* [THE DATA]:
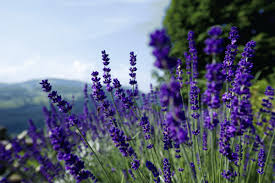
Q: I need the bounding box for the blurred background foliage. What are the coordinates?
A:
[163,0,275,78]
[152,0,275,112]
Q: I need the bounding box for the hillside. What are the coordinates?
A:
[0,79,89,134]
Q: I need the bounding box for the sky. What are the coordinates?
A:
[0,0,169,91]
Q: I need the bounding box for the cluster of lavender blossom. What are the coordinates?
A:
[0,26,275,183]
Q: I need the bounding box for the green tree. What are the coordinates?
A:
[163,0,275,76]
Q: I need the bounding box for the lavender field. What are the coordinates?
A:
[0,26,275,183]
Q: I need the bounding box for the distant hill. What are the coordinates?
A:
[0,79,89,134]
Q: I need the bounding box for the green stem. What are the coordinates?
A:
[75,126,111,183]
[260,129,275,177]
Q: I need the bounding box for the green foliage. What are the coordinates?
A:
[163,0,275,77]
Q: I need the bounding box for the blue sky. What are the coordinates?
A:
[0,0,169,91]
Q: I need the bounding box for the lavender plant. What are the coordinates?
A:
[0,26,275,183]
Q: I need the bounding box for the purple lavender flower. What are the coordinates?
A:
[50,127,96,182]
[184,52,192,84]
[230,41,256,135]
[92,71,106,102]
[131,159,140,170]
[162,125,173,150]
[128,169,136,180]
[257,148,265,174]
[146,161,160,183]
[202,64,224,109]
[163,158,172,183]
[221,168,237,182]
[187,31,199,79]
[113,78,134,109]
[189,81,200,119]
[202,130,208,151]
[129,52,137,85]
[177,59,182,87]
[190,162,197,178]
[101,50,113,92]
[149,29,177,70]
[223,27,239,82]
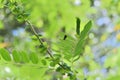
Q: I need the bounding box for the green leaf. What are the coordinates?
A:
[20,51,29,63]
[76,17,81,35]
[41,59,47,65]
[50,61,56,67]
[30,53,38,64]
[80,21,92,39]
[74,21,92,56]
[0,48,11,61]
[12,50,21,62]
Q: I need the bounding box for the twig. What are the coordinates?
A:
[25,20,65,69]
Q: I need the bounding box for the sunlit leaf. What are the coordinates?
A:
[20,51,29,63]
[12,50,21,62]
[0,48,11,61]
[30,53,38,64]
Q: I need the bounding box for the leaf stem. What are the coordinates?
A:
[25,20,65,69]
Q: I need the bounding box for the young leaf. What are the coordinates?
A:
[30,53,38,64]
[74,21,92,56]
[12,50,21,62]
[76,17,81,35]
[80,21,92,39]
[20,51,29,63]
[0,48,11,61]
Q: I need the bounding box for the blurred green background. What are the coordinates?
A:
[0,0,120,80]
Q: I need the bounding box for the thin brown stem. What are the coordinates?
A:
[26,20,65,69]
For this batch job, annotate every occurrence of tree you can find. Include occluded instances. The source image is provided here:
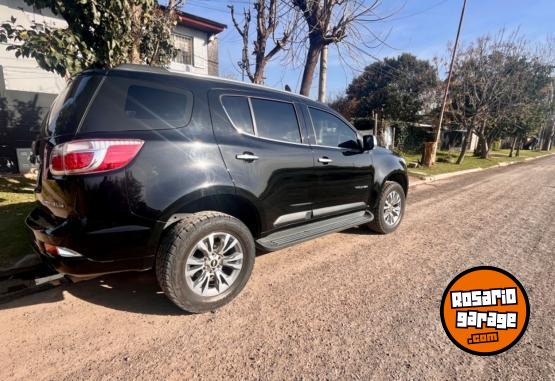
[0,0,175,77]
[292,0,384,96]
[448,31,550,164]
[346,53,437,145]
[228,0,298,84]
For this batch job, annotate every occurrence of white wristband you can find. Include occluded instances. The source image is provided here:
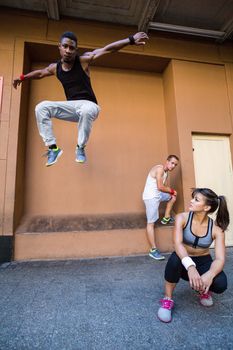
[181,256,196,270]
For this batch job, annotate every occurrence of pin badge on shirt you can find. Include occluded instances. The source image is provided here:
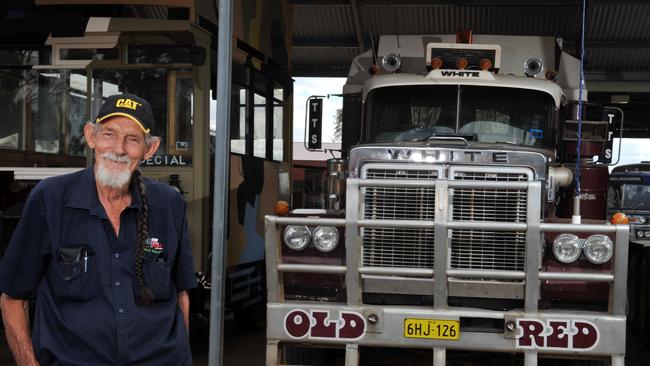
[144,238,165,254]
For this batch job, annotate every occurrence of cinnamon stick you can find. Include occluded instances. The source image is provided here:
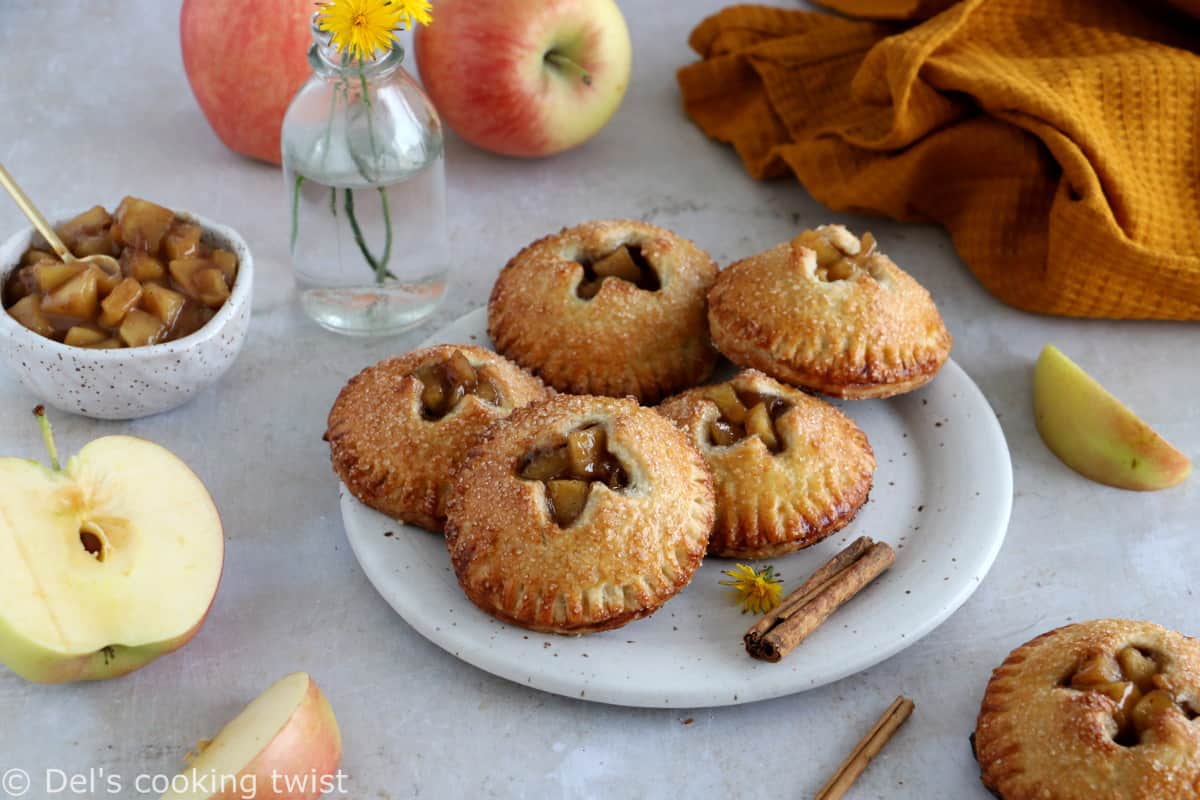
[743,536,895,661]
[814,696,916,800]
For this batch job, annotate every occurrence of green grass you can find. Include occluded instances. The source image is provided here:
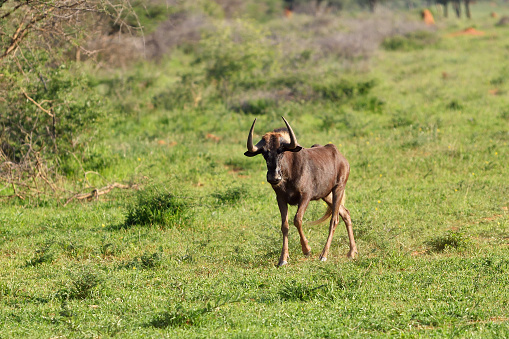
[0,3,509,338]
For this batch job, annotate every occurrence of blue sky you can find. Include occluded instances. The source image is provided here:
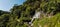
[0,0,25,11]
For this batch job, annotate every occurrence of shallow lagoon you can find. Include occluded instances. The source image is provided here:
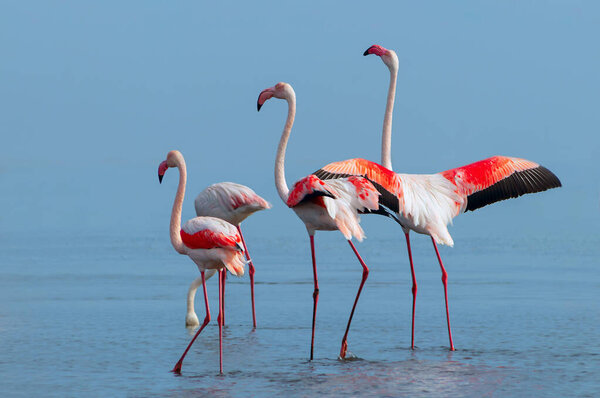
[0,225,600,397]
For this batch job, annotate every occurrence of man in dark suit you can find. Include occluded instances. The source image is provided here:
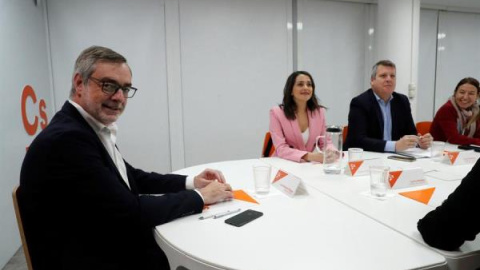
[345,60,433,152]
[19,46,232,270]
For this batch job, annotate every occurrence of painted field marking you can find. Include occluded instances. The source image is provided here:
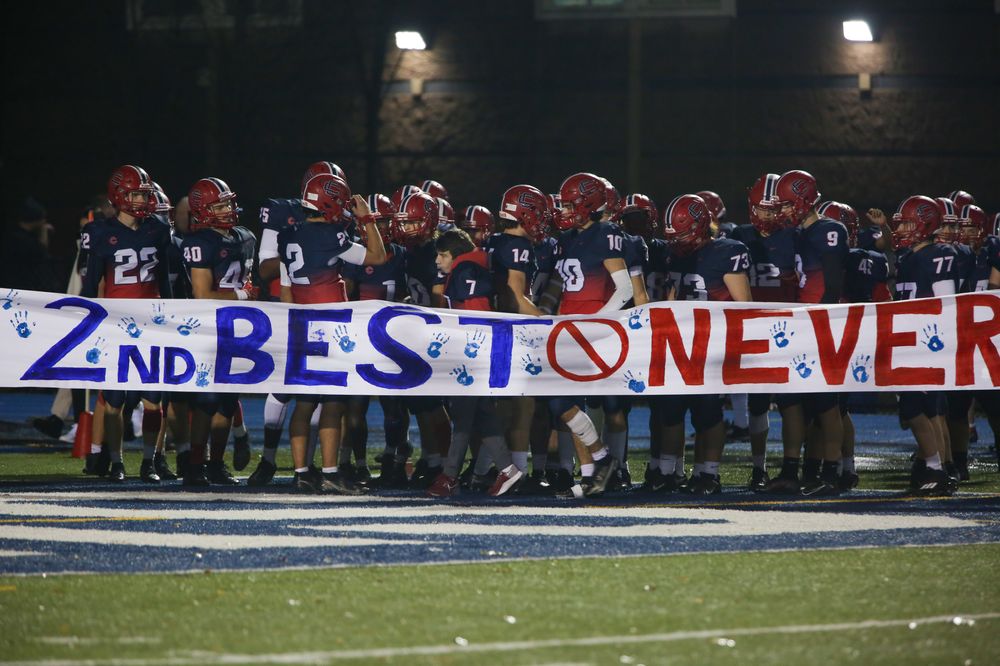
[0,612,1000,666]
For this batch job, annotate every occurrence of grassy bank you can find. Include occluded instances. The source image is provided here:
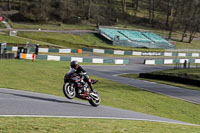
[121,68,200,91]
[0,60,200,124]
[0,117,200,133]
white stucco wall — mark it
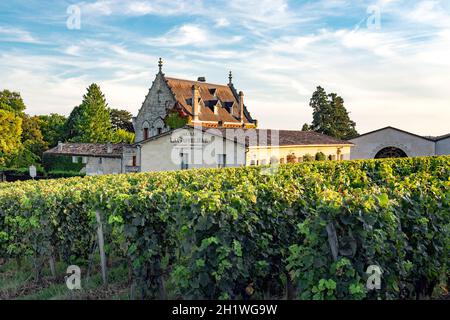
[350,128,436,159]
[139,129,245,172]
[134,73,175,142]
[86,157,122,176]
[247,146,350,165]
[436,137,450,155]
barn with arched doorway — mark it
[350,127,450,159]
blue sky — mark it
[0,0,450,135]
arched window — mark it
[375,147,408,159]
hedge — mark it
[0,157,450,299]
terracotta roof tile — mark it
[211,128,353,146]
[165,77,255,123]
[44,143,131,158]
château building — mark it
[45,59,353,175]
[133,59,257,142]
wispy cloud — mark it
[0,26,41,44]
[143,24,242,47]
[0,0,450,135]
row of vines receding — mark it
[0,157,450,299]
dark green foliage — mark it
[303,86,358,139]
[43,154,85,172]
[164,111,188,129]
[65,83,112,143]
[303,153,315,162]
[38,113,66,148]
[0,90,26,114]
[0,157,450,299]
[316,152,327,161]
[109,109,134,132]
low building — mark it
[135,126,353,172]
[44,142,139,175]
[350,127,450,159]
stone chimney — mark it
[238,91,244,122]
[106,142,112,153]
[192,84,200,121]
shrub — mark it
[316,152,327,161]
[0,157,450,299]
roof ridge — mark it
[165,76,228,87]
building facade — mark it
[136,125,353,172]
[350,127,450,159]
[44,142,139,176]
[133,59,257,142]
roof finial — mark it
[158,58,163,73]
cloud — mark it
[0,0,450,135]
[216,18,230,28]
[0,26,41,44]
[82,0,203,16]
[143,24,242,47]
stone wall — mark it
[350,128,436,159]
[134,73,175,142]
[140,129,245,172]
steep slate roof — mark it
[44,143,131,158]
[165,77,254,124]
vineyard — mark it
[0,157,450,300]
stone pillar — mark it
[192,84,200,122]
[238,91,244,122]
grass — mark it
[0,260,130,300]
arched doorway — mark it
[375,147,408,159]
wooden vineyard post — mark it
[48,255,56,278]
[95,210,107,285]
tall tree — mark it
[21,114,48,158]
[304,86,358,139]
[329,93,358,139]
[109,109,134,132]
[38,113,66,148]
[0,90,26,114]
[0,109,22,165]
[66,83,112,143]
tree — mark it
[303,86,358,139]
[38,113,66,148]
[66,83,112,143]
[329,93,358,139]
[21,114,48,158]
[111,129,134,143]
[0,109,22,165]
[0,90,26,114]
[109,109,134,132]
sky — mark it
[0,0,450,135]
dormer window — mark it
[209,88,217,97]
[157,90,162,103]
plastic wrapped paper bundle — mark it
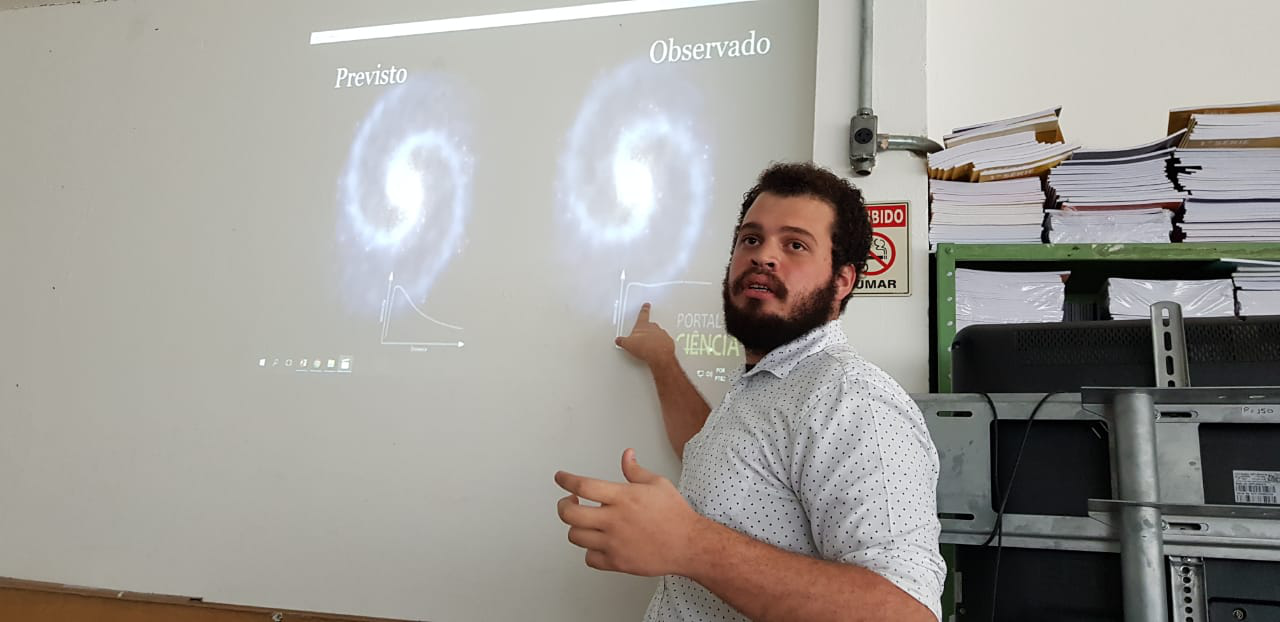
[1107,279,1235,320]
[956,267,1070,331]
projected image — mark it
[557,61,714,316]
[337,76,475,347]
[613,275,744,394]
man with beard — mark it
[556,164,946,622]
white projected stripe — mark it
[311,0,755,45]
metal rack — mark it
[913,303,1280,622]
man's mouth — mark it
[737,273,786,299]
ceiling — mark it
[0,0,102,10]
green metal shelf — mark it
[933,242,1280,393]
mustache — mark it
[733,267,787,299]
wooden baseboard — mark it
[0,577,422,622]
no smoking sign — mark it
[858,201,911,296]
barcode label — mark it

* [GIVEN EXERCISE]: Report how many lines of the records contain the word "tree", counting case as significant, and give only the number.

* [FULL RESPONSE]: 4